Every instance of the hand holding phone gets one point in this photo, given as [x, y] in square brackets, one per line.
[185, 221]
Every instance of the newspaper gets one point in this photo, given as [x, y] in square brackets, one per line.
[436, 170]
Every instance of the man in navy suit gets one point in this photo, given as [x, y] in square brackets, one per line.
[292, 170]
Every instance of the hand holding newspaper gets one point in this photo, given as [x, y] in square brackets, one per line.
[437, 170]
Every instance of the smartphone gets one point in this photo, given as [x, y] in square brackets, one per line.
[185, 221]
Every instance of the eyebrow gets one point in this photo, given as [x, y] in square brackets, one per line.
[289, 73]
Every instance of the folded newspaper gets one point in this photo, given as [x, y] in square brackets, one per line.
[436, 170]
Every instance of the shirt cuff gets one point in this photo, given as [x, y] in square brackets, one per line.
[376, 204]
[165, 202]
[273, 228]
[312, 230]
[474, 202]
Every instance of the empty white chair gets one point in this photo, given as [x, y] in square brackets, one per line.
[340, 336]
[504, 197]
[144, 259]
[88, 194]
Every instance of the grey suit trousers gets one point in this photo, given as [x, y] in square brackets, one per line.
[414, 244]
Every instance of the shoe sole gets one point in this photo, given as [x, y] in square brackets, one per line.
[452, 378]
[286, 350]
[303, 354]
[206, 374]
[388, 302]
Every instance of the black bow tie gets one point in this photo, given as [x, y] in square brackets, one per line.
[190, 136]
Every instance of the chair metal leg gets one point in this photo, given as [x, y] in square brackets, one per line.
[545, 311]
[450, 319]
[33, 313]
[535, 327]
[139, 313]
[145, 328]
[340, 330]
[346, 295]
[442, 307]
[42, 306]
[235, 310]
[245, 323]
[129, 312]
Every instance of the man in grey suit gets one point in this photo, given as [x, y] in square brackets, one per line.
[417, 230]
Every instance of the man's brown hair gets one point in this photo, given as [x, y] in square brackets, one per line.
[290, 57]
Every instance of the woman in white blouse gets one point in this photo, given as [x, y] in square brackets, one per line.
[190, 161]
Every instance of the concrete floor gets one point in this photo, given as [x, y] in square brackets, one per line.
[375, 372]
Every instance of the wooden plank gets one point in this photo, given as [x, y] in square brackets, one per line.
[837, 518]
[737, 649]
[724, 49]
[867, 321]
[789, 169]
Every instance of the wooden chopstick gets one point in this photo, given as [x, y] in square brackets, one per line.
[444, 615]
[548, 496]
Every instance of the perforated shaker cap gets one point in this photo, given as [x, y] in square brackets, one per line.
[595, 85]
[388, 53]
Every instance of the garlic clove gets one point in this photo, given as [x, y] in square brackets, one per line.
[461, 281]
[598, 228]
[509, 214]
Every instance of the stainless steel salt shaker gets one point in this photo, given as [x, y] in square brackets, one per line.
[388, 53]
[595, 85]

---+---

Description of the task: Only the lines from the one that contains "Every instance of the woman" to the end of the entries above should be given again, exactly and in full.

Task output:
Every instance of the woman in white blouse gets one point in this photo, given as [x, y] in square brackets, one per line.
[190, 161]
Every instance of the concrete floor gets one point in this photo, given as [x, y] in square brackets, one per line.
[375, 372]
Every instance of the wooden plank gets one point in this photo, given as [x, y] in square brackets, one per line.
[837, 518]
[737, 649]
[724, 49]
[867, 321]
[789, 169]
Every instance of the wooden chopstick gets one point in this photo, given as [x, y] in square brackets, one per line.
[444, 615]
[548, 496]
Every instance of the perforated shaker cap gets one point in this photo, given as [x, y] in square brackets, one per line.
[595, 85]
[388, 53]
Every instance of the garlic clove gets one point in this photo, given as [x, y] in square brackets, one per line.
[461, 281]
[598, 228]
[509, 214]
Every instance of the stainless steel salt shaker gets one point in this photo, given as [x, y] in square brackets, one per line.
[388, 53]
[595, 85]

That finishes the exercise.